====== EXERCISE INPUTS ======

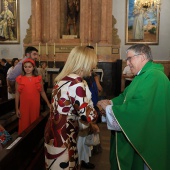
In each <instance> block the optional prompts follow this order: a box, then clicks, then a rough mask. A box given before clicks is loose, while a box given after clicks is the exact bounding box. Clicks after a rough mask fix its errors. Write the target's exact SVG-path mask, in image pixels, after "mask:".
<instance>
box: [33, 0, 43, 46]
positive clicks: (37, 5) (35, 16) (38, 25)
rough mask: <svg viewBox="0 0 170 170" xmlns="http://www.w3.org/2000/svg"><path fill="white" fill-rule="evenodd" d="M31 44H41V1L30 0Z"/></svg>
mask: <svg viewBox="0 0 170 170" xmlns="http://www.w3.org/2000/svg"><path fill="white" fill-rule="evenodd" d="M31 3H32V42H33V43H38V42H41V0H32V1H31Z"/></svg>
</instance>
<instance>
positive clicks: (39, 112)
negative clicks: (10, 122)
mask: <svg viewBox="0 0 170 170" xmlns="http://www.w3.org/2000/svg"><path fill="white" fill-rule="evenodd" d="M16 81H17V83H18V92H19V93H20V114H21V118H20V119H19V130H18V133H19V134H20V133H21V132H23V131H24V130H25V129H26V128H27V127H28V126H30V124H31V123H33V122H34V121H35V120H36V119H37V118H38V117H39V113H40V91H41V88H42V87H41V76H37V77H34V76H32V77H26V76H18V77H17V79H16Z"/></svg>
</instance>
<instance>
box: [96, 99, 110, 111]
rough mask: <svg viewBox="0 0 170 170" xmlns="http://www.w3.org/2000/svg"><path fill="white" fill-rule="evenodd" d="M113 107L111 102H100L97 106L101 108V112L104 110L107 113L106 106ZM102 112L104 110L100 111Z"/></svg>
mask: <svg viewBox="0 0 170 170" xmlns="http://www.w3.org/2000/svg"><path fill="white" fill-rule="evenodd" d="M108 105H111V102H110V100H100V101H99V102H98V103H97V106H98V107H99V110H100V109H101V108H102V109H103V110H104V111H106V106H108ZM100 111H102V110H100Z"/></svg>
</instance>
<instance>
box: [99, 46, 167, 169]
mask: <svg viewBox="0 0 170 170" xmlns="http://www.w3.org/2000/svg"><path fill="white" fill-rule="evenodd" d="M126 57H127V58H126V61H127V65H129V67H130V69H131V72H132V74H134V75H136V76H135V78H134V79H133V81H132V82H131V84H130V85H129V86H128V87H127V88H126V89H125V90H124V92H123V93H122V94H120V95H119V96H118V97H115V98H113V99H112V100H111V101H110V100H102V101H99V102H98V105H100V107H102V108H103V109H104V110H106V120H107V125H108V128H109V129H111V130H113V131H112V135H111V147H110V162H111V170H117V169H123V170H124V169H131V170H149V169H153V170H161V169H162V170H163V169H164V170H168V169H169V160H170V154H169V151H170V147H169V143H170V104H169V101H170V82H169V80H168V78H167V76H166V75H165V73H164V68H163V66H162V65H161V64H156V63H154V62H153V61H152V60H153V58H152V54H151V49H150V47H149V46H147V45H145V44H135V45H133V46H131V47H129V48H128V49H127V51H126Z"/></svg>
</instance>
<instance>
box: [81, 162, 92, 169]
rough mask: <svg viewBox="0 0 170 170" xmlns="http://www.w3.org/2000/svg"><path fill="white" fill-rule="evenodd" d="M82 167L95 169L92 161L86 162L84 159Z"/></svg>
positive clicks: (81, 164) (82, 164)
mask: <svg viewBox="0 0 170 170" xmlns="http://www.w3.org/2000/svg"><path fill="white" fill-rule="evenodd" d="M81 167H82V168H85V169H94V168H95V165H94V164H92V163H90V162H88V163H86V162H84V161H82V163H81Z"/></svg>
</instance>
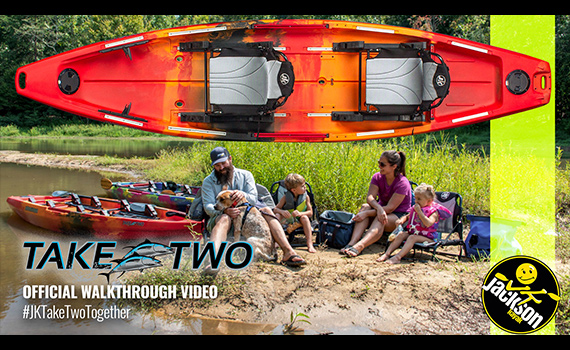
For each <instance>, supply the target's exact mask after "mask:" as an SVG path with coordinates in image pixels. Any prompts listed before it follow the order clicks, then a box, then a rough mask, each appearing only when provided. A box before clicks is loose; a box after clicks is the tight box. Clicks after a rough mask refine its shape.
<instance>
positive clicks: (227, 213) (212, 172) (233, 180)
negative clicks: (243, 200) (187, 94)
mask: <svg viewBox="0 0 570 350" xmlns="http://www.w3.org/2000/svg"><path fill="white" fill-rule="evenodd" d="M210 158H211V160H212V166H213V167H214V171H212V173H211V174H210V175H209V176H208V177H206V178H205V179H204V182H203V183H202V201H203V205H204V211H205V212H206V214H208V216H209V217H210V220H209V221H208V224H207V228H208V231H209V232H210V233H211V240H212V241H213V242H214V245H215V247H216V248H219V247H220V246H221V243H222V242H223V241H224V240H226V239H227V237H228V234H229V233H230V230H231V228H232V219H234V218H236V217H237V216H238V215H239V213H240V209H239V208H227V209H225V210H224V211H223V212H221V211H218V210H216V209H215V208H214V206H215V205H216V197H217V196H218V194H219V193H220V192H221V191H222V188H223V187H224V186H227V187H228V190H232V191H235V193H234V194H233V196H232V199H233V200H235V201H240V200H242V199H243V198H245V199H246V200H247V201H248V202H249V203H250V204H252V205H255V206H256V207H257V208H258V209H259V210H260V211H261V212H262V213H265V214H268V215H263V217H264V218H265V220H266V221H267V223H268V224H269V228H270V229H271V234H272V235H273V238H274V239H275V241H276V242H277V244H278V245H279V246H280V247H281V249H282V250H283V263H284V264H286V265H288V266H302V265H305V264H306V262H305V260H303V259H302V258H301V257H300V256H298V255H297V253H296V252H295V250H293V248H292V247H291V245H290V244H289V241H288V240H287V236H286V235H285V232H284V231H283V227H282V226H281V224H280V223H279V221H278V220H277V219H276V218H275V217H274V216H273V212H272V211H271V209H270V208H268V207H266V206H264V205H262V204H261V203H259V202H258V199H257V188H256V185H255V180H254V178H253V175H252V174H251V172H249V171H247V170H243V169H238V168H236V167H234V166H233V160H232V157H231V155H230V154H229V152H228V150H227V149H225V148H223V147H217V148H215V149H214V150H213V151H212V152H211V153H210Z"/></svg>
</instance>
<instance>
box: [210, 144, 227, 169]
mask: <svg viewBox="0 0 570 350" xmlns="http://www.w3.org/2000/svg"><path fill="white" fill-rule="evenodd" d="M229 157H230V152H228V150H227V149H225V148H224V147H216V148H214V150H213V151H212V152H211V153H210V159H212V166H213V165H215V164H218V163H223V162H225V161H226V160H228V158H229Z"/></svg>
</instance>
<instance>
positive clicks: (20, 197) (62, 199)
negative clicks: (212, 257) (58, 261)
mask: <svg viewBox="0 0 570 350" xmlns="http://www.w3.org/2000/svg"><path fill="white" fill-rule="evenodd" d="M7 202H8V204H9V205H10V207H11V208H12V210H13V211H14V212H15V213H16V214H18V215H19V216H20V217H21V218H22V219H24V220H25V221H27V222H29V223H30V224H32V225H35V226H39V227H42V228H44V229H47V230H50V231H55V232H60V233H64V234H78V235H86V236H94V237H97V238H114V239H141V238H160V237H175V236H187V237H190V238H191V239H193V240H200V239H201V238H202V232H203V228H204V223H203V222H202V221H193V220H189V219H186V217H185V216H186V214H185V213H184V212H179V211H173V210H170V209H165V208H160V207H155V206H153V205H150V204H140V203H130V202H128V201H126V200H112V199H107V198H99V197H97V196H92V197H88V196H80V195H77V194H73V193H69V194H68V193H62V194H56V193H54V195H52V196H32V195H30V196H12V197H9V198H8V199H7Z"/></svg>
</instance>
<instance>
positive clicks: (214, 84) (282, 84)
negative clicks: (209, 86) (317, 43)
mask: <svg viewBox="0 0 570 350" xmlns="http://www.w3.org/2000/svg"><path fill="white" fill-rule="evenodd" d="M280 57H284V56H283V55H281V54H279V53H278V52H277V51H275V50H272V49H270V50H267V49H266V50H261V49H257V48H224V49H222V50H221V52H220V54H219V55H218V56H216V57H212V58H211V59H210V104H211V105H212V107H213V109H214V112H218V113H219V112H221V113H223V114H235V115H262V114H266V113H269V112H271V111H274V110H275V109H277V108H278V107H280V106H282V105H283V104H284V103H285V101H286V100H287V98H288V97H289V96H290V95H291V94H292V93H293V85H294V78H295V76H294V72H293V66H292V64H291V63H290V62H289V61H287V60H286V59H285V60H284V61H282V60H280Z"/></svg>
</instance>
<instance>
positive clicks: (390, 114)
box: [332, 41, 451, 122]
mask: <svg viewBox="0 0 570 350" xmlns="http://www.w3.org/2000/svg"><path fill="white" fill-rule="evenodd" d="M333 51H336V52H349V53H358V54H359V55H362V53H366V55H367V57H366V61H365V62H366V67H365V76H366V81H364V80H363V79H362V78H361V80H360V84H359V85H358V86H359V88H358V89H359V91H358V96H359V99H360V101H361V102H360V103H361V105H359V107H358V110H357V111H349V112H336V111H335V112H333V113H332V119H333V121H348V122H350V121H354V122H359V121H365V120H393V121H410V122H417V121H422V120H424V119H425V115H424V112H427V111H430V110H432V109H434V108H437V107H439V105H441V103H443V100H444V99H445V98H446V97H447V95H448V94H449V87H450V81H451V80H450V76H449V69H448V67H447V65H446V64H445V62H444V60H443V58H441V56H439V55H438V54H436V53H433V52H430V51H428V50H427V49H426V44H425V43H406V44H367V43H365V42H363V41H355V42H343V43H335V44H334V45H333ZM358 62H359V70H362V69H363V68H364V67H362V65H363V61H362V60H361V59H359V60H358ZM363 87H365V91H362V90H363ZM362 95H364V98H362ZM362 100H364V101H362ZM362 103H363V104H364V106H365V107H366V109H365V110H364V109H362V108H361V106H362Z"/></svg>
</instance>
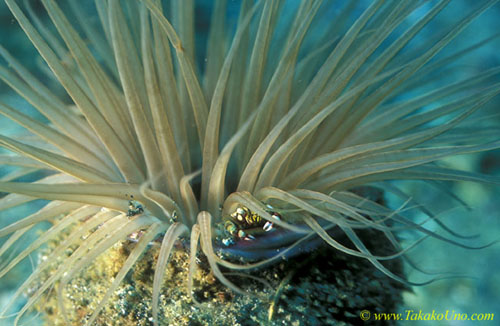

======

**WHAT IS BEING ASKED**
Which lines in the data above contain the string "positive"? Copy each of those lines in full. Case counts.

**OUTPUT OF THE TASK**
positive clicks: (37, 5) (35, 16) (38, 25)
positive clicks: (39, 112)
positive clicks: (81, 164) (82, 164)
positive clicks: (227, 213) (212, 172) (233, 180)
positive clicks: (20, 197) (62, 199)
positive clicks: (214, 84) (282, 84)
positive clicks: (390, 114)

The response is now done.